* _Provided text_:
※
Lisa French came round from the blast to see the bus behind her had disappeared. The spot where she had first intended to sit was simply wreckage.
Yesterday, the inquest into the 7 July 2005 bombings, in which 52 commuters were killed in the worst single terrorist atrocity on British soil, turned its attention to the 13 people who perished on the number 30 bus at Tavistock Square, central London.
For many, the image of the devastated bus, which the youngest terrorist Hasib Hussain, 18, destroyed nearly an hour after the three London Underground bombings, proved the most graphic image in a day of horror.
The inquest heard poignant tributes to the passengers who died, many of whom had boarded the bus after their Underground journeys were disrupted by the initial explosions. Several had phoned their families to reassure them minutes before Hussain detonated his bomb.
Ms French was overcome with emotion as she explained to the inquest how she had almost sat next to Hussain at the back of the top of the double decker but decided there would not be enough room for his rucksack and her laptop. She picked a seat four rows in front of him.
She recalled waking from the blast: "There were no seats left behind me attached to the bus. There was literally no bus left. It just dropped down behind our seats."
Louise Shepherd, a passenger seated next to her, was lying with her head on her knees, she explained, adding: "I remember seeing her sit up, and I knew one of the most amazing things I would ever see in my life was to see this woman wake up."
Ms French, who said she was "very lucky" to escape with perforated ear drums, broken teeth, cuts and bruises, broke down as she recalled seeing a mass of entwined bodies as she made her way off the bus.
Ms French, a BT employee from Newcastle upon Tyne, had been due to attend a business meeting in Angel, north London, and switched to the bus after finding King's Cross underground station closed.
Evidence already heard by the inquest suggests Hussain planned to set off his bomb on the Underground at the same time as his fellow terrorists. But it apparently failed to go off and he was captured on CCTV emerging from the Tube at King's Cross station and joining commuters evacuated after the initial blasts at about 8.50am. He bought a replacement battery before boarding a number 91 bus and then the number 30.
Another survivor described an equally amazing escape. Anita Dybek-Echtermeyer described how she had been on the crowded 91 bus with Hussain and was struck by how nervous, exhausted and sweaty he looked. Disruption caused by the earlier Tube bombs meant that the number 91 bus terminated early at Euston station and everyone had to get off.
※
* _Things to do_:
(A) According to the Tavistock Square bus article, how many people died on the number 30 bus?
(B) Rewrite the stretch of the Tavistock Square bus article from "The inquest heard" through "front of him.", changing "laptop" to "briefcase".
Work only from the Tavistock Square bus article.

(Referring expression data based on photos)
※
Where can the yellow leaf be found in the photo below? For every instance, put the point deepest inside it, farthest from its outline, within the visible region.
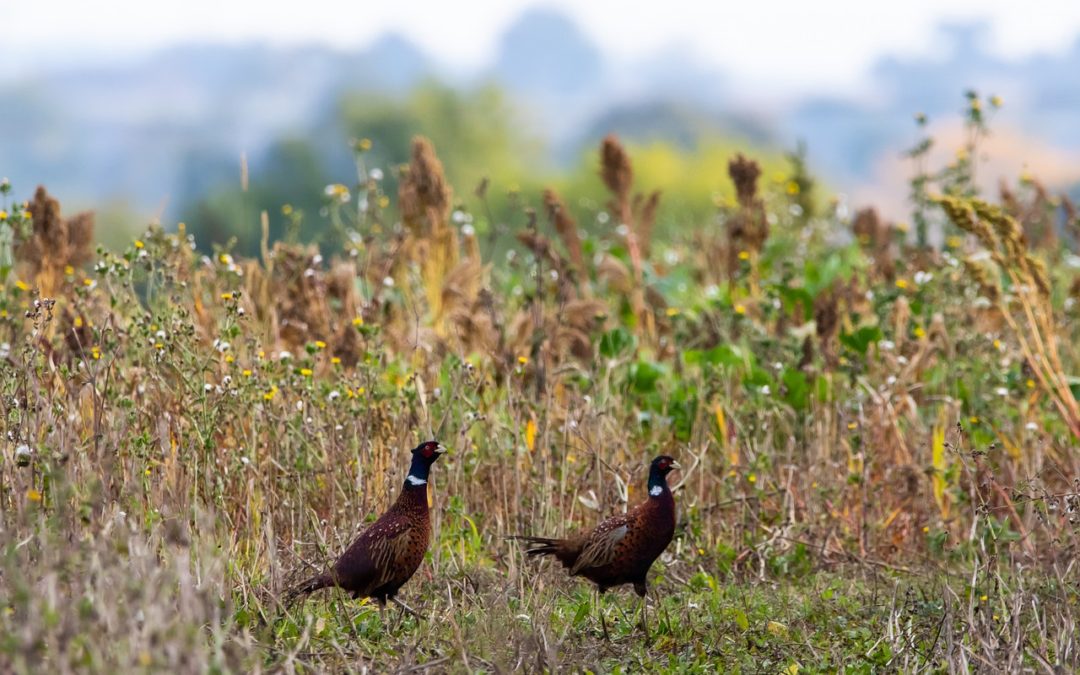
(937, 459)
(530, 435)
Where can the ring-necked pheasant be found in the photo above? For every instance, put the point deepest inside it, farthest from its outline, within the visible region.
(387, 554)
(621, 549)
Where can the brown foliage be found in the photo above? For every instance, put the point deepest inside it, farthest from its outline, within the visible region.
(53, 242)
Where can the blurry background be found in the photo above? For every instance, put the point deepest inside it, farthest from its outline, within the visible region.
(144, 111)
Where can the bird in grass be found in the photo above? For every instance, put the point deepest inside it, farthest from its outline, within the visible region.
(621, 549)
(388, 553)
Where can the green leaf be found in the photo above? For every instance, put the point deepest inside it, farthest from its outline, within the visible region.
(796, 389)
(861, 339)
(794, 298)
(616, 341)
(727, 355)
(741, 620)
(644, 376)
※
* _Solutions to the exercise_:
(A) 13 people

(B)
The inquest heard poignant tributes to the passengers who died, many of whom had boarded the bus after their Underground journeys were disrupted by the initial explosions. Several had phoned their families to reassure them minutes before Hussain detonated his bomb.
Ms French was overcome with emotion as she explained to the inquest how she had almost sat next to Hussain at the back of the top of the double decker but decided there would not be enough room for his rucksack and her briefcase. She picked a seat four rows in front of him.